Supplied data
start

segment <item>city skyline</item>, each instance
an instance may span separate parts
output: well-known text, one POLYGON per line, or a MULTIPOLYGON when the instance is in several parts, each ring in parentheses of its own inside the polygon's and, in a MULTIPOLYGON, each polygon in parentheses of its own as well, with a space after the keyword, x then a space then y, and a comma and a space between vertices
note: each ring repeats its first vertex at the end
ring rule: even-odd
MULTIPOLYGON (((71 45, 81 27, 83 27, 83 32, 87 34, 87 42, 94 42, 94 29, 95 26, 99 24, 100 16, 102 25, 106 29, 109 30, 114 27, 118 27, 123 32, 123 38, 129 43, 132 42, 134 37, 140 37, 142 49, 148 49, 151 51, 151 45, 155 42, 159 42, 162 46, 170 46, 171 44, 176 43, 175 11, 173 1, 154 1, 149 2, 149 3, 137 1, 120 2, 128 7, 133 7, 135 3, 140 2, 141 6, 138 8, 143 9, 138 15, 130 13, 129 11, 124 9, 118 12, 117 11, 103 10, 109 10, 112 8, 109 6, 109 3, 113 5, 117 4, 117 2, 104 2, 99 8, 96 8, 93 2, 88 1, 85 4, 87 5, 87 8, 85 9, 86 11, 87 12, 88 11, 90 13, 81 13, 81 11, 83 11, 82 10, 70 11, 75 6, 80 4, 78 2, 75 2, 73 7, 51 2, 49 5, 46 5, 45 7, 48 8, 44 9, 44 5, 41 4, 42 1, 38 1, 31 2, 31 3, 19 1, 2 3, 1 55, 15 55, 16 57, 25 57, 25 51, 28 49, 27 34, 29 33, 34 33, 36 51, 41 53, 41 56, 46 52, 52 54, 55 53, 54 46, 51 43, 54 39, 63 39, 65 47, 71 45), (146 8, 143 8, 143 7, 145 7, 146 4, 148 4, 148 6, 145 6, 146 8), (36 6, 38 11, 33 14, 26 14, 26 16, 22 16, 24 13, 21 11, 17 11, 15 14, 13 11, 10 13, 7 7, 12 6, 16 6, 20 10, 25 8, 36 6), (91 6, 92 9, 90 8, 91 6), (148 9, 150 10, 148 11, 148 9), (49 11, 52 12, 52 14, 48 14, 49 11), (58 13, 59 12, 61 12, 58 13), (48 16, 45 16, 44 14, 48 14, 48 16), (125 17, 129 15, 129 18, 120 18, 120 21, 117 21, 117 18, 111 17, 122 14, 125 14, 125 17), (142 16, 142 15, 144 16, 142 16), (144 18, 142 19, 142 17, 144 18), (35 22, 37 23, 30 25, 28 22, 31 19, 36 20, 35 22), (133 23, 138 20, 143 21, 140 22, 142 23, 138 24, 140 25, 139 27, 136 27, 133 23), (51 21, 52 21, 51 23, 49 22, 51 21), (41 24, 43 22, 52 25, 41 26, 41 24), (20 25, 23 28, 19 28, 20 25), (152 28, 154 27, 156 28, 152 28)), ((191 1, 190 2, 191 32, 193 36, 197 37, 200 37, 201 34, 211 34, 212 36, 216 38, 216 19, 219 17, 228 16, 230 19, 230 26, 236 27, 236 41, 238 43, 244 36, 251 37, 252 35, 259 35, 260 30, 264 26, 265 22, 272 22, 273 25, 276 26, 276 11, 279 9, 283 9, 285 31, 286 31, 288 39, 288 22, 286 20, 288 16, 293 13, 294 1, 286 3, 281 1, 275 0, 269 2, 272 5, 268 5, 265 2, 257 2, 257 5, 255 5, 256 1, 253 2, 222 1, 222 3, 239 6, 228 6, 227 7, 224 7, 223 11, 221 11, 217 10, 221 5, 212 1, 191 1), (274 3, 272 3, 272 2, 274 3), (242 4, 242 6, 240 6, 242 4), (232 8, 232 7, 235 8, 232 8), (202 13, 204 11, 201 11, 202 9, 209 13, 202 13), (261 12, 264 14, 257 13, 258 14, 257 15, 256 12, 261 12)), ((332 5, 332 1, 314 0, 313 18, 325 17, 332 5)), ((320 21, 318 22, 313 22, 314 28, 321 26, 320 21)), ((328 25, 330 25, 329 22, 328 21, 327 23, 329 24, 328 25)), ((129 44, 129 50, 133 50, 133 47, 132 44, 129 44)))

end

Problem description
Could you repeat these lines with every "instance" swapped for "object" and nothing else altered?

The solution
segment <item>city skyline</item>, each object
an object may span separate parts
output: well-known text, one POLYGON per line, or a MULTIPOLYGON when the object is in several parts, each ring in parentheses of its own inside the polygon's and, in a MULTIPOLYGON, each polygon in parentheses of its own as well, with a space after the keyword, x then a space then y, and a comma and a space between vertices
note: each ring repeats its first vertex at the end
ring rule: even-odd
MULTIPOLYGON (((71 45, 81 27, 83 27, 83 32, 87 34, 87 42, 94 42, 94 29, 95 26, 99 24, 100 16, 102 25, 106 29, 109 30, 114 27, 118 27, 123 32, 123 38, 129 43, 132 42, 134 37, 140 37, 142 49, 148 49, 151 51, 151 45, 155 42, 159 42, 162 46, 170 46, 171 44, 176 43, 175 11, 173 1, 154 1, 149 2, 149 3, 137 1, 120 2, 128 7, 133 7, 135 3, 140 2, 141 6, 138 8, 143 9, 138 15, 130 13, 129 11, 124 9, 118 12, 117 11, 103 10, 109 10, 112 8, 109 6, 109 3, 113 5, 117 4, 117 2, 104 2, 99 8, 96 8, 93 2, 88 1, 85 4, 87 5, 87 8, 85 9, 86 11, 87 12, 88 11, 90 13, 81 13, 81 11, 83 11, 82 10, 70 11, 75 6, 80 4, 78 2, 75 2, 73 7, 51 2, 49 5, 46 5, 45 7, 48 8, 44 9, 44 5, 41 4, 42 1, 38 1, 31 2, 31 3, 19 1, 2 3, 1 55, 15 55, 16 57, 25 57, 25 51, 28 49, 27 34, 29 33, 34 33, 36 51, 41 53, 41 56, 46 52, 52 54, 55 53, 54 46, 51 43, 54 39, 63 39, 65 47, 71 45), (146 8, 143 8, 143 7, 145 7, 146 4, 148 4, 148 6, 145 6, 146 8), (36 6, 38 11, 33 14, 26 14, 26 16, 22 16, 24 13, 21 11, 17 11, 15 14, 13 11, 10 13, 7 7, 12 6, 16 6, 20 10, 25 8, 36 6), (91 6, 92 9, 90 8, 91 6), (148 9, 150 10, 148 11, 148 9), (49 11, 52 12, 52 14, 48 14, 49 11), (58 13, 59 12, 61 12, 58 13), (48 16, 45 16, 44 14, 48 14, 48 16), (125 17, 129 15, 129 18, 120 18, 120 21, 117 21, 117 18, 111 17, 122 14, 125 14, 125 17), (142 16, 142 15, 144 16, 142 16), (144 18, 142 19, 142 17, 144 18), (35 22, 37 23, 30 25, 28 22, 31 19, 36 20, 35 22), (133 23, 138 20, 143 21, 140 22, 142 23, 138 24, 140 25, 139 27, 136 27, 133 23), (51 21, 52 21, 51 23, 49 22, 51 21), (41 24, 43 22, 52 25, 41 26, 41 24), (20 25, 23 28, 19 28, 20 25), (152 28, 154 27, 156 28, 152 28)), ((191 1, 190 2, 191 32, 193 36, 197 37, 200 37, 201 34, 211 34, 212 36, 216 38, 216 19, 219 17, 228 16, 230 19, 230 26, 236 27, 236 41, 238 43, 244 36, 251 37, 252 35, 259 35, 260 30, 264 26, 265 22, 272 22, 273 25, 276 26, 276 11, 279 9, 283 9, 285 31, 286 31, 288 39, 288 22, 286 20, 288 16, 293 13, 294 1, 286 3, 281 1, 275 0, 269 2, 272 5, 268 5, 265 2, 257 2, 257 5, 255 5, 256 1, 253 2, 222 1, 222 3, 239 6, 228 6, 227 7, 224 7, 223 11, 221 11, 217 10, 221 5, 212 1, 191 1), (274 3, 272 3, 272 2, 274 3), (242 4, 242 6, 240 6, 242 4), (232 8, 232 7, 235 8, 232 8), (202 13, 204 11, 201 11, 202 9, 209 13, 202 13), (261 12, 264 14, 257 13, 258 14, 257 15, 256 12, 261 12)), ((332 5, 332 1, 314 0, 313 18, 325 17, 332 5)), ((320 21, 318 22, 313 22, 314 28, 321 26, 320 21)), ((328 25, 330 25, 329 22, 328 21, 327 23, 329 24, 328 25)), ((129 44, 129 50, 133 50, 133 47, 132 44, 129 44)))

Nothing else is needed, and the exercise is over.